**Task instructions**
a) Reproduce the passage from the opinion piece starting with "A salesman from" and going on through "a drug lord.".
b) Name every city or province mentioned in the opinion piece.
c) Continue the opinion piece about the president calling out names, starting after its final sentence.

If your name is called, you better go somewhere

Posted by watchmen
March 15, 2019
Posted in OPINION

During a recent discussion over coffee, a retired police officer said, “If you name is called, better disappear.” Why? What he was referring to is what President Rodrigo Duterte tries to imply in his speeches.

“It is alarming when the president calls out your name and implies his point; trying to let you hear something he means,” the retiree explained. “He will never call your name – neither warn [or] remind you – if he does not mean anything serious.”

A golfer noted, in Bacolod City and Negros Occidental, there are reports discussing a list of individuals involved in the illegal drug trade. “Bacolod should not be happy because the city is not illegal drug-free,” they added.

An individual who works in the insurance industry reiterated the police officer’s point, saying, “It is very alarming when the president calls out your name.”

“It is either a warning or a way of saying, maybe, that you better disappear or you will be in the line,” they added.

A salesman from Iloilo City said, in their hometown, there was a famous nightspot where many police officers gathered and, when a guest asked security who was the VIP that attracted such police attention, they were told it was a drug lord.

**Recorded information**
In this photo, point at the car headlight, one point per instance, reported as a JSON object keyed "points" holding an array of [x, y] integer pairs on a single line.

**Answers given**
a)
A salesman from Iloilo City said, in their hometown, there was a famous nightspot where many police officers gathered and, when a guest asked security who was the VIP that attracted such police attention, they were told it was a drug lord.

b)
Bacolod City
Negros Occidental
Iloilo City

c)
The retired police officer explained, being involved in the illegal drug trade does not mean one is selling as an elected official who is quiet and passive is tolerating such activity.

A support of the president also repeated the police officer’s point, saying, “The public now knows that when your name is called, the president means something – something serious.”

“He will never remember your name if your name is not significant, either in a good way or in a bad way,” they added. “He has a good memory and just be careful because his memory stays put all the way.”

The police officer noted, whomever was called out during the president’s recent visit to the province had better hide.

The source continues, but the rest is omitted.